## [EXERCISE]
Switch "Where can you see" to "Where do you see" everywhere in the listing below, leaving every other line unchanged.

## [Pointing and labeling entries]

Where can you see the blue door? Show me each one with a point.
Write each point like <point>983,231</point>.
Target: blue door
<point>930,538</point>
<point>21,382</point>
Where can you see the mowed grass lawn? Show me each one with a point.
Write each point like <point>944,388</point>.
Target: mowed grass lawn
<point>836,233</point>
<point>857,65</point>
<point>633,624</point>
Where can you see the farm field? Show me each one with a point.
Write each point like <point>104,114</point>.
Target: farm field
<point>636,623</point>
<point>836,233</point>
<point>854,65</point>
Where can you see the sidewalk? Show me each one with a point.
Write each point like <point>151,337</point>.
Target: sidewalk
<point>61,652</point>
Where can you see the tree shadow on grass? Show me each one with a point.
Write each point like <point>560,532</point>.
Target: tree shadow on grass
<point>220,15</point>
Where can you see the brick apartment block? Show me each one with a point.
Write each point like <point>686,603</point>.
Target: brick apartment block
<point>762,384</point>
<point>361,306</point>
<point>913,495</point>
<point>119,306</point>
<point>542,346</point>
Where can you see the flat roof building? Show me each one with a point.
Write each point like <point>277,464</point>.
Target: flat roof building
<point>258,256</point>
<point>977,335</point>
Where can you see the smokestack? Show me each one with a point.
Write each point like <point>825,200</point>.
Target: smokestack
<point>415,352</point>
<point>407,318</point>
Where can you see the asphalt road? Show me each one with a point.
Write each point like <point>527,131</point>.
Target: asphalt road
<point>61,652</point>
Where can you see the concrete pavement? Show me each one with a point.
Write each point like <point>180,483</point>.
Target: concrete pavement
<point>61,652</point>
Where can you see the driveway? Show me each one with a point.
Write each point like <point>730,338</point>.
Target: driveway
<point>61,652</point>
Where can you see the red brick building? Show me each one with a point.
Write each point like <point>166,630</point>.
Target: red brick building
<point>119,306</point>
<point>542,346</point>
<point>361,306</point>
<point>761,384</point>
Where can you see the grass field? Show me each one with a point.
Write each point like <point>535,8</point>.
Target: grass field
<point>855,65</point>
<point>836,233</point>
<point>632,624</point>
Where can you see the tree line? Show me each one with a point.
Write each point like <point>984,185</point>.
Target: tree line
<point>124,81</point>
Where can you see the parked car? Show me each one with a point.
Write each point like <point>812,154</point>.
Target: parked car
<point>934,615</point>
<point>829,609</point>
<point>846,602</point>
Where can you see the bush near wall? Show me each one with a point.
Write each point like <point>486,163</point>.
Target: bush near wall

## [RESULT BELOW]
Where do you see the blue door? Show me each one with a point.
Write each point like <point>983,231</point>.
Target: blue door
<point>930,538</point>
<point>21,382</point>
Where do you see the mowed grass lawn? Show me each one with a point.
Write each point like <point>944,388</point>.
Target: mowed grass lawn
<point>836,233</point>
<point>857,65</point>
<point>633,624</point>
Where do you see the farm field? Show me each one with a point.
Write each point like <point>104,114</point>.
Target: farm field
<point>636,623</point>
<point>836,233</point>
<point>854,65</point>
Where do you see the sidewalk? Show me each one with a point.
Write each point like <point>151,337</point>.
Target: sidewalk
<point>61,652</point>
Where do you see the tree shadow on grass? Show me each one with a point.
Write each point like <point>560,532</point>.
Target: tree shadow on grass
<point>220,15</point>
Where do you see the brick apartment block? Show me each one with a point.
Write each point like <point>686,603</point>.
Target: brick apartment block
<point>762,384</point>
<point>361,306</point>
<point>913,495</point>
<point>119,306</point>
<point>542,346</point>
Where do you see the flat roof building? Show me each one with a point.
Write each point like <point>277,464</point>.
Target: flat roof building
<point>258,256</point>
<point>977,335</point>
Where do you see the smokestack? Show me each one with a point.
Write each point like <point>825,200</point>.
Target: smokestack
<point>415,352</point>
<point>407,318</point>
Where do you see the asphalt road? Show me each one with a point.
Write each point like <point>527,131</point>.
Target: asphalt road
<point>61,652</point>
Where do you see the concrete pavement? Show me each one with a point.
Write each point like <point>180,483</point>.
Target: concrete pavement
<point>61,652</point>
Where do you see the driveway? Show me each one with a point.
Write each point like <point>730,338</point>.
Target: driveway
<point>61,652</point>
Where do you see the red brick building? Show me each one with a point.
Write each point like <point>166,630</point>.
Target: red brick building
<point>119,306</point>
<point>542,346</point>
<point>361,306</point>
<point>761,384</point>
Where do you see the grass field? Show me each one with a point.
Write each point like <point>535,8</point>.
Target: grass field
<point>855,65</point>
<point>836,233</point>
<point>632,624</point>
Where do you see the tree line? Show me each one with a point.
Write each point like <point>984,185</point>.
Target: tree line
<point>124,81</point>
Where do you see the parked car? Show me each one with a point.
Write each point like <point>812,154</point>.
Target: parked car
<point>934,615</point>
<point>829,609</point>
<point>846,602</point>
Where do you see the bush near wall? Show me each one with a point.
Write each point like <point>486,163</point>.
Target: bush near wall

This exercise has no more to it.